-------- Quoted passage

Sauti¶
Native Unity voice-AI plugin. Fully offline. English. Privacy-first. Mic → Whisper → memory + RAG → Qwen3 GGUF → Kokoro → audio. One package. Zero cloud.
Sauti ("voice" in Swahili) lets a Unity game or VR experience hold a real spoken conversation with an AI character — entirely on the player's device, with no API keys, no cloud bill, and no audio ever leaving the headset.
What it does¶
🎤 Mic → Whisper ONNX → text → Memory (history + RAG + temp KV) → Qwen3 GGUF → tokens → Kokoro ONNX → 🔊 Audio
STT Three-layer enriched prompt LLM TTS
- Speech in — Whisper Small (flagship) / Tiny (Quest), ONNX INT8, English fixed.
- Three-layer memory — conversation history + temporary key/value facts + RAG over a knowledge base you author.
- LLM brain — Qwen3-1.7B Q5_K_M GGUF via llama.cpp, with
/no_thinkvoice mode. - Voice out — Kokoro 82M ONNX with 11 built-in voices at 24 kHz.
- Drop-in for Unity 6+ — four UPM packages, one Editor menu, six runnable experiments.
- Two parallel APIs (v1.3+) — pure-C# for programmers, drag-and-drop MonoBehaviour + ScriptableObject components for designers. Same runtime, choose either.
Two paths through these docs¶
-
For game designers
No code. Pick a JSON template, edit the placeholders, drop it on an NPC.
-
For Unity developers
Inject your own backends, extend the memory layers, ship your own experiment.
Architecture in one diagram¶
┌──────────────────────────────────────────────────────────────────┐
│ Sauti voice-AI pipeline │
│ │
│ ┌──────────┐ ┌─────────────────┐ ┌─────────┐ ┌────────────┐ │
│ │ Whisper │→ │ Three-Layer │→ │ Qwen3 │→ │ Kokoro │ │
│ │ STT ONNX │ │ Memory: │ │ GGUF │ │ TTS ONNX │ │
│ │ │ │ • L1 history │ │ │ │ │ │
│ │ │ │ • L2 KV facts │ │ │ │ │ │
│ │ │ │ • L3 RAG │ │ │ │ │ │
│ └──────────┘ └─────────────────┘ └─────────┘ └────────────┘ │
│ │ │ │
│ └──────────────── String only ──────────────────┘ │
│ │
│ ┌───────────────────────────────┐ ┌─────────────────────────┐ │
│ │ ONNX Runtime │ │ llama.cpp (LLMUnity) │ │
│ │ (asus4/onnxruntime-unity) │ │ (undreamai/LLMUnity) │ │
│ │ STT • Embeddings • TTS │ │ LLM only │ │
│ └───────────────────────────────┘ └─────────────────────────┘ │
│ ── no shared memory · no shared GPU context · strings only ── │
└──────────────────────────────────────────────────────────────────┘
Two strictly-partitioned runtimes (ONNX Runtime + llama.cpp). They share no memory and no GPU context — only C# strings flow across the boundary.

----------------

● Assignment:
Retype a passage from the Sauti overview, starting at the words "What it does¶" and stopping after "it on an NPC.".

-------- Information shown

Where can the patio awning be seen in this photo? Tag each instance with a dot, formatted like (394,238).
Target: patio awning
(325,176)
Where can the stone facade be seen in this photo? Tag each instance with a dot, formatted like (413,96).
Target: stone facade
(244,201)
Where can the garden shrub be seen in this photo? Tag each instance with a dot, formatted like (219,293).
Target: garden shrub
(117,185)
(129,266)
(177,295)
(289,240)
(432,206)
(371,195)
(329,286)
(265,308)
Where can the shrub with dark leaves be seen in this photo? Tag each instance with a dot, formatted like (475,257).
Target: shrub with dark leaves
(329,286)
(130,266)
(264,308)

----------------

● Expected answer:
What it does¶
🎤 Mic → Whisper ONNX → text → Memory (history + RAG + temp KV) → Qwen3 GGUF → tokens → Kokoro ONNX → 🔊 Audio
STT Three-layer enriched prompt LLM TTS
- Speech in — Whisper Small (flagship) / Tiny (Quest), ONNX INT8, English fixed.
- Three-layer memory — conversation history + temporary key/value facts + RAG over a knowledge base you author.
- LLM brain — Qwen3-1.7B Q5_K_M GGUF via llama.cpp, with
/no_thinkvoice mode. - Voice out — Kokoro 82M ONNX with 11 built-in voices at 24 kHz.
- Drop-in for Unity 6+ — four UPM packages, one Editor menu, six runnable experiments.
- Two parallel APIs (v1.3+) — pure-C# for programmers, drag-and-drop MonoBehaviour + ScriptableObject components for designers. Same runtime, choose either.
Two paths through these docs¶
-
For game designers
No code. Pick a JSON template, edit the placeholders, drop it on an NPC.